- **Given passage**:
::::

CDT Day 63 (7/20/23)
Miles 1526.4 (Red line 1745.2)- 1553.1 (Red line 1771.9) (26.7 miles)
Verbatim
Well. So far today has been a miserable day. I slept really poorly because of mosquitoes. I also woke up thinking it would rain, and another time thinking I’d heard a bear. It was in that moment I realized my bear spray was somewhere with my backpack stashed in a tree. I woke up at six but was exhausted so I “slept” in until seven. By slept in I mean cowered from mosquitoes. I’m exhausted and I can feel it. My pack is so heavy with food and yet I worry I don’t have enough. Even if I run out of food, my bag will still be heavy with plastic.
It’s 11am and I’ve gone 7.2 miles. The blowdowns have been horrible. My feet are wet from a swamp. I’ve been incessantly harasses by mosquitoes, and still am as I write. I broke my pole whacking the ground with it because I’m so angry at L. This girl still texts me. I cried on the ground for forty minutes. I’m so tired. I’m afraid I won’t be able to hike the AT afterwards, and I so want to be done with these trails. Fuck life.
I’m in the most beautiful place on the CDT having a bad day. Damnit.
The rest of yesterday (now writing from the 21st) turned out to be pretty ok. the broken pole was frustrating, and I’ve thought today about how I’ll need more duct tape (plastic) to remedy the broken plastic I have. Huh. I’m using plastic to “clean up” or “not make a waste” of plastic.
The mosquitoes last night were atrocious. The worst of the trip for sure. I’ll need to hike later and sleep when it’s windy or cold. I was only able to sleep once I’d put my tarp over my head. Not set up, but literally like a blanket over my torso and head. Before that creative solution was two hours of incessant buzzing. I should have bought a tent. I did sleep well, however, once I’d fallen asleep. And there was a lightning storm quite a ways into the heart of the mountains that was really cool.
Cirque ——— is epic. enough said. I met some hikers right as a hailstorm came in. So, that was a pleasant ten minute break.
Post Note
Yeah… I remember this one. haha. It honestly was so beautiful. And I was feeling so stressed. It had been my first night sleeping in “bear country”. Grizzly Bears, and maybe the errant Mountain Lion, are the only big fauna that people feel afraid will kill them in the mountains. A Moose is more likely to kill you I’d imagine. Certainly more likely than a cat is at least. But no one spreads terror about the Moose. You’re supposed to hang your food in Bear country. Or tie it to a tree with a special UrSack. Well. My whole bag was “food”, or at least smelled like it. So, there was no use tying it to a tree. There wasn’t really a reason to hang it in a tree either. I only ever did one bear hang and that was in Glacier NP because I had friends to do it for me. I just stuffed the whole pack in some tree or under some bush and then broke and rubbed pine needles on top of it to freshen it up. Worked like a charm for me.

::::

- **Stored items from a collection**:
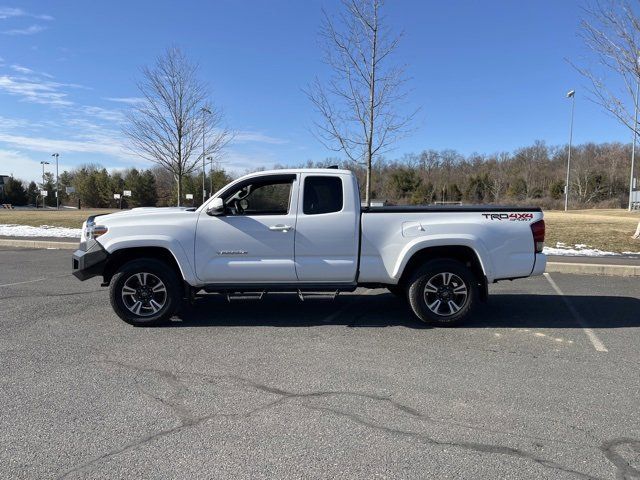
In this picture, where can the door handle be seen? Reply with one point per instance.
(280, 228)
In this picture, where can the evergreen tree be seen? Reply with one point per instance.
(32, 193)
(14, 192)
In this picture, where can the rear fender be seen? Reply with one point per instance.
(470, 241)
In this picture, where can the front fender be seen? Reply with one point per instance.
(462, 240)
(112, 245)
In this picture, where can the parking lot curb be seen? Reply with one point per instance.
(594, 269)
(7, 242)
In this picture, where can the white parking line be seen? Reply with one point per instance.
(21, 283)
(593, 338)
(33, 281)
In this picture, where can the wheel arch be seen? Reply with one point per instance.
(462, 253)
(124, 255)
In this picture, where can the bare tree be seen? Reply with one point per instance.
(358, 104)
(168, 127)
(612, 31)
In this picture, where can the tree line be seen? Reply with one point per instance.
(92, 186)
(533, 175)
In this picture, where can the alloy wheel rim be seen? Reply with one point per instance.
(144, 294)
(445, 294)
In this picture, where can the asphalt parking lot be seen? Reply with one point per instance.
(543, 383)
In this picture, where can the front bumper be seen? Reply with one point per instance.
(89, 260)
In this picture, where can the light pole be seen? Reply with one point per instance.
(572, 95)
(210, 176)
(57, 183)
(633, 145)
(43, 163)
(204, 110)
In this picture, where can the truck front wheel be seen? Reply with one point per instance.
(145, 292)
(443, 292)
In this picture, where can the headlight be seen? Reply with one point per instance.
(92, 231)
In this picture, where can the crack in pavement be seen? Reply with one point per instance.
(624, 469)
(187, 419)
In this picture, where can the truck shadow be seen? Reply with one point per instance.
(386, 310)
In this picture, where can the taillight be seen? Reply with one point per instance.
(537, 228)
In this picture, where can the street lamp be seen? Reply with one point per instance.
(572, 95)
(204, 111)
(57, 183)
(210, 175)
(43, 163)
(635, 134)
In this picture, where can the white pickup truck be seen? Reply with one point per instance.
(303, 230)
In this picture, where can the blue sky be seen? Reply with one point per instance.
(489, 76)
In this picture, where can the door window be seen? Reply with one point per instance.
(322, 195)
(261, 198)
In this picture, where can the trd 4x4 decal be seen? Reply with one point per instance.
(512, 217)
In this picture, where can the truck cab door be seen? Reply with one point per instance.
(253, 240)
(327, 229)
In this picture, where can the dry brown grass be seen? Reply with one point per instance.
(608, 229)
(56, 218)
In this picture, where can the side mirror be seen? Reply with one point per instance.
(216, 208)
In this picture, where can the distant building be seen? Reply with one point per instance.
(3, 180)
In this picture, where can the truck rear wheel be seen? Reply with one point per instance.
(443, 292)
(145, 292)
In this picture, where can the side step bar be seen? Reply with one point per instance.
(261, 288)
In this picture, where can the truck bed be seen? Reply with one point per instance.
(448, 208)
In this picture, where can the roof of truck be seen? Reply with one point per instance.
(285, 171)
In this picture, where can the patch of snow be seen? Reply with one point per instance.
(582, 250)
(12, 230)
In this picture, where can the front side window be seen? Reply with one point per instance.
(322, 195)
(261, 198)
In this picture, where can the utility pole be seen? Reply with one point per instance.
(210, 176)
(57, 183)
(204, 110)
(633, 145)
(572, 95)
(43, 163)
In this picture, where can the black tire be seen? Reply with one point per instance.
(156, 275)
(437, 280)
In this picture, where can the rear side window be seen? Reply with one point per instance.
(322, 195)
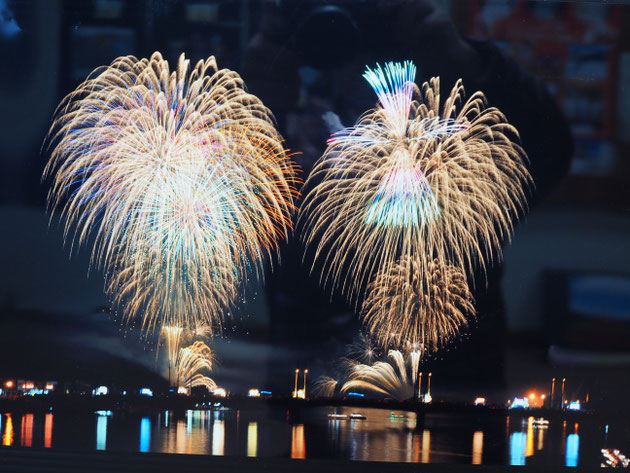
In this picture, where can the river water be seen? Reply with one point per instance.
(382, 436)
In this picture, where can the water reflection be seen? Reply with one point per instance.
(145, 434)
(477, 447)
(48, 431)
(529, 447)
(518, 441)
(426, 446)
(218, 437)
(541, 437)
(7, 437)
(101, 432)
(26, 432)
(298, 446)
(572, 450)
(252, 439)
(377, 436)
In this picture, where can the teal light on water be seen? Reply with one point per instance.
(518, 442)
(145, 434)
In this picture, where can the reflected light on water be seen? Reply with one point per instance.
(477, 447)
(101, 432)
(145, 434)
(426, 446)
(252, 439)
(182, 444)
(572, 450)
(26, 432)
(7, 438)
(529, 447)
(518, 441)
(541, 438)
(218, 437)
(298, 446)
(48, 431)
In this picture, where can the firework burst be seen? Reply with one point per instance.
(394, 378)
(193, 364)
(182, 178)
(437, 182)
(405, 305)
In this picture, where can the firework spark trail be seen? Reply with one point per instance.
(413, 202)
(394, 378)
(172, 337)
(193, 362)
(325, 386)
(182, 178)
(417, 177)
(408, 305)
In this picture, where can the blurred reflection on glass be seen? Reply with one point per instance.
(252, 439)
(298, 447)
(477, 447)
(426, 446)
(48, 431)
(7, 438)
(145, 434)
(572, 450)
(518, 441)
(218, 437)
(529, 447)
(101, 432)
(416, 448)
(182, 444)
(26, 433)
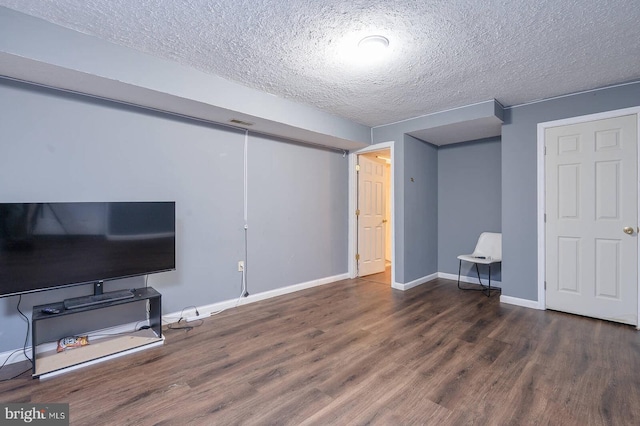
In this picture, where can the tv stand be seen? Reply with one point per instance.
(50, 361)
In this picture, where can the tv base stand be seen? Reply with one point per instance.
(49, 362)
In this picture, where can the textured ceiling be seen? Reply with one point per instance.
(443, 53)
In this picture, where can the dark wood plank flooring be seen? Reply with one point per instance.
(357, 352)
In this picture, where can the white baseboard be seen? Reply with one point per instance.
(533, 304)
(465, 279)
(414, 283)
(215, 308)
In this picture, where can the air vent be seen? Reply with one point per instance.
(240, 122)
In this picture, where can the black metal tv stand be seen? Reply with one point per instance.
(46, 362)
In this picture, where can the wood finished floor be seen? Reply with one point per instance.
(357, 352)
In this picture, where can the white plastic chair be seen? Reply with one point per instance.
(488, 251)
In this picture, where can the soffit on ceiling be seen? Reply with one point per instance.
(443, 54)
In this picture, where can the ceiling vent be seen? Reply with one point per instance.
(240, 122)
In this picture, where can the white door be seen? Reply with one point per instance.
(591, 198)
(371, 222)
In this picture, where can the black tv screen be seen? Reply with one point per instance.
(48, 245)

::::

- **Exercise instructions**: By 11am, how many miles had the writer covered, according to the CDT Day 63 journal?

- **Answer to this task**: 7.2 miles